### DATASET CONTENT
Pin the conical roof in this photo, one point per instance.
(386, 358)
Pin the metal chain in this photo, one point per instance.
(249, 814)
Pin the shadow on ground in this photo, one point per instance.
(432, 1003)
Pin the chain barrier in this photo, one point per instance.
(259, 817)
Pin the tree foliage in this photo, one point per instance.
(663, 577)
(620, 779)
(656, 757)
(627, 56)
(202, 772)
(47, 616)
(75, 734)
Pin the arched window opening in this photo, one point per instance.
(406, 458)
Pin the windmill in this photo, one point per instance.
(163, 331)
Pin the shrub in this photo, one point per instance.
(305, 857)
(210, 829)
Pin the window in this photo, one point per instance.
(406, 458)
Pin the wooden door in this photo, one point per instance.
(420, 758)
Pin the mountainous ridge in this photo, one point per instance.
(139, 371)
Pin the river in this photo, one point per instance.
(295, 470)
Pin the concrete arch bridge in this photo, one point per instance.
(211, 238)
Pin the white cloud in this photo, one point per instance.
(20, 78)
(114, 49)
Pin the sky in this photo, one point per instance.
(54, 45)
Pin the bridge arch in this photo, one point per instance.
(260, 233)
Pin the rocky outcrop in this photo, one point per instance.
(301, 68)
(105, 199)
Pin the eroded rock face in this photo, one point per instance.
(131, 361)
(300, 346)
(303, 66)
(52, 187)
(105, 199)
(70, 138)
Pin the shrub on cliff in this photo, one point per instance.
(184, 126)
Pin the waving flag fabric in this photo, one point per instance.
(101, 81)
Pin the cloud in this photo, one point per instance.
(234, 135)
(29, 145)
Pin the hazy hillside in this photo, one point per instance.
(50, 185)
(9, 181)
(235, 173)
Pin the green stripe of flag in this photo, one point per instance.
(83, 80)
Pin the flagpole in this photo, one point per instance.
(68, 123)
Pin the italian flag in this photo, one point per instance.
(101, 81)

### TASK REQUIREMENTS
Copy all of the material above, line for line, without changing anything.

### RIGHT ANSWER
Pin the conical roof in this photo, one point per instance.
(386, 358)
Pin the metal chain in this photo, one point per instance.
(249, 814)
Pin the shadow on ground in this photo, one point per instance.
(432, 1003)
Pin the chain barrier in this photo, one point per instance.
(259, 817)
Pin the tree foliage in this photo, one point per instance.
(663, 577)
(620, 779)
(656, 757)
(627, 56)
(202, 772)
(47, 616)
(75, 734)
Pin the arched window opening in this photo, one point per instance.
(406, 458)
Pin the windmill in this photo, one point per instance.
(163, 331)
Pin the shrub in this photo, one point per instance.
(305, 857)
(210, 829)
Pin the window in this photo, one point per instance.
(406, 458)
Pin the wooden door in this photo, one point per instance.
(420, 758)
Pin the mountainous ridge in this photo, one point per instance.
(139, 371)
Pin the river in this photo, one point per instance.
(295, 470)
Pin the concrete arch bridge in this photo, one point per instance.
(211, 238)
Pin the white cloud in this photo, one point per instance.
(20, 78)
(114, 49)
Pin the sky in this photo, one point per instance.
(54, 45)
Pin the bridge arch in this photo, one point per instance.
(260, 233)
Pin the rocky outcrop in this photo, one point per instance.
(301, 68)
(105, 199)
Pin the eroded rock face in this photo, one point per instance.
(131, 361)
(300, 346)
(303, 66)
(52, 187)
(105, 199)
(70, 138)
Pin the shrub on cliff in this photo, one point per instance.
(184, 126)
Pin the waving flag fabric in this photo, one point per instance.
(101, 81)
Pin the cloud in this photo, one point per instance.
(234, 135)
(29, 145)
Pin the hazy hillside in this photo, one point per instance.
(50, 185)
(9, 181)
(235, 173)
Pin the green stripe of flag in this photo, one point per instance.
(83, 80)
Pin the flagpole in this photo, one point per instance.
(68, 123)
Pin the italian flag in this photo, one point per instance.
(101, 81)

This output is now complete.